BEGIN Supplied passage

The idea is that, in many cases, the values of an attribute domain may be
clustered because strongly related according to some kind of "hidden
relationship".
Providing a name to these clusters, we may refer to a relevant value name which
encompasses a set of values.
More formally, given a class/table C and one of its attributes At, a relevant
value for it, rvAt is a pair
rvAt = < rvnAt, valuesAt>
where rvnAt is the name of the relevant value, while valuesAtis the set of values referring to it
Where?
Publications about Relevant
S. Bergamaschi, F. Guerra, M. Orsini, C. Sartori, M. Vincini:
"RELEVANT News: a semantic news feed aggregator",
4th Workshop on Semantic Web Applications and Perspectives (SWAP 2007),
Bari, Italy, December 18-20, 2007
S. Bergamaschi, F. Guerra, M.Orsini, C.Sartori: "Extracting Relevant Attribute
Values for Improved Search", IEEE Internet Computing, vol. 11, no. 5, pp. 26-35, Sept/Oct, 2007
(special issue on Semantic-Web-Based Knowledge Management), ISSN 1089-7801
S. Bergamaschi, F. Guerra, M. Orsini, C. Sartori: "A new type of metadata for
querying data integration systems", Proceedings of the Convegno
Nazionale Sistemi di Basi di Dati Evolute (SEBD2007), Torre Canne (Fasano,
BR)|, 17-20 June 2007, pp 266-273, ISBN 978-88-902981-0-3
S. Bergamaschi, F. Guerra, M. Orsini, C. Sartori: "Relevant values: new metadata
to provide insight on attribute values at schema level", In
proceedings of the 9th International Conference on Enterprise Information
Systems, Funchal, Madeira – Portugal, 12-16, June 2007 (p.p. 274-279). ISBN
978-972-8865-88-7
We started to research about this topic some years ago. The Relevant idea and
implementation started on December 2005.

END Supplied passage
BEGIN Extracted records

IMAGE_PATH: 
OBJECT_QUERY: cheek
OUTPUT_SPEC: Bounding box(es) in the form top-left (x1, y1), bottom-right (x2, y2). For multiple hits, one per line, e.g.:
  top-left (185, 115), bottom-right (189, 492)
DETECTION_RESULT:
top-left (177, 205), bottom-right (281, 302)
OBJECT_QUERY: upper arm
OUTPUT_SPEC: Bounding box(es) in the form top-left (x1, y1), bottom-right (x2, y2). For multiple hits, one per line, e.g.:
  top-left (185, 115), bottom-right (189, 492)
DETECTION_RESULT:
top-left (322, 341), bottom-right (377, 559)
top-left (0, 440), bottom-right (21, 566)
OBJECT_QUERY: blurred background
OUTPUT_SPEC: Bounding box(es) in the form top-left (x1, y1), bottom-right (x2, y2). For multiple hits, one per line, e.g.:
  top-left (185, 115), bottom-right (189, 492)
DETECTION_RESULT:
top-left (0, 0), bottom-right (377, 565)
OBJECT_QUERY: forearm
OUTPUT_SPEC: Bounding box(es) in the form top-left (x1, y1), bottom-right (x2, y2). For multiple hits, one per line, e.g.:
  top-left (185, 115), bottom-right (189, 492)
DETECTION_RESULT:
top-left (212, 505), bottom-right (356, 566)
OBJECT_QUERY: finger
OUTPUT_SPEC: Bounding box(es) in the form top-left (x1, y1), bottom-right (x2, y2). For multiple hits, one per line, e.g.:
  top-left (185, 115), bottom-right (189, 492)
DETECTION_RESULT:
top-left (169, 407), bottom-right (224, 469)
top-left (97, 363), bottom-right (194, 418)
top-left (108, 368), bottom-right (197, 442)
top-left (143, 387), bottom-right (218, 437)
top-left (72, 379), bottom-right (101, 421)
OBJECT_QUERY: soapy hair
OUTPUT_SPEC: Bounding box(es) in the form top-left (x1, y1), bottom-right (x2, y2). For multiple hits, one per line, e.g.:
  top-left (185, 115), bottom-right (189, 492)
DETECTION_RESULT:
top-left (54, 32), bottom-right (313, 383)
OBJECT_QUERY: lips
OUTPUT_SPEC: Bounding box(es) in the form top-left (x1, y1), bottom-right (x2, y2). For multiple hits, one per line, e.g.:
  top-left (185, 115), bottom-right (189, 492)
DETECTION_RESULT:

END Extracted records

▸ **Stated problem**
Copy out the entire passage on relevant attribute values above, word for word and with nothing changed.

▸ **Answer below**
The idea is that, in many cases, the values of an attribute domain may be
clustered because strongly related according to some kind of "hidden
relationship".
Providing a name to these clusters, we may refer to a relevant value name which
encompasses a set of values.
More formally, given a class/table C and one of its attributes At, a relevant
value for it, rvAt is a pair
rvAt = < rvnAt, valuesAt>
where rvnAt is the name of the relevant value, while valuesAtis the set of values referring to it
Where?
Publications about Relevant
S. Bergamaschi, F. Guerra, M. Orsini, C. Sartori, M. Vincini:
"RELEVANT News: a semantic news feed aggregator",
4th Workshop on Semantic Web Applications and Perspectives (SWAP 2007),
Bari, Italy, December 18-20, 2007
S. Bergamaschi, F. Guerra, M.Orsini, C.Sartori: "Extracting Relevant Attribute
Values for Improved Search", IEEE Internet Computing, vol. 11, no. 5, pp. 26-35, Sept/Oct, 2007
(special issue on Semantic-Web-Based Knowledge Management), ISSN 1089-7801
S. Bergamaschi, F. Guerra, M. Orsini, C. Sartori: "A new type of metadata for
querying data integration systems", Proceedings of the Convegno
Nazionale Sistemi di Basi di Dati Evolute (SEBD2007), Torre Canne (Fasano,
BR)|, 17-20 June 2007, pp 266-273, ISBN 978-88-902981-0-3
S. Bergamaschi, F. Guerra, M. Orsini, C. Sartori: "Relevant values: new metadata
to provide insight on attribute values at schema level", In
proceedings of the 9th International Conference on Enterprise Information
Systems, Funchal, Madeira – Portugal, 12-16, June 2007 (p.p. 274-279). ISBN
978-972-8865-88-7
We started to research about this topic some years ago. The Relevant idea and
implementation started on December 2005.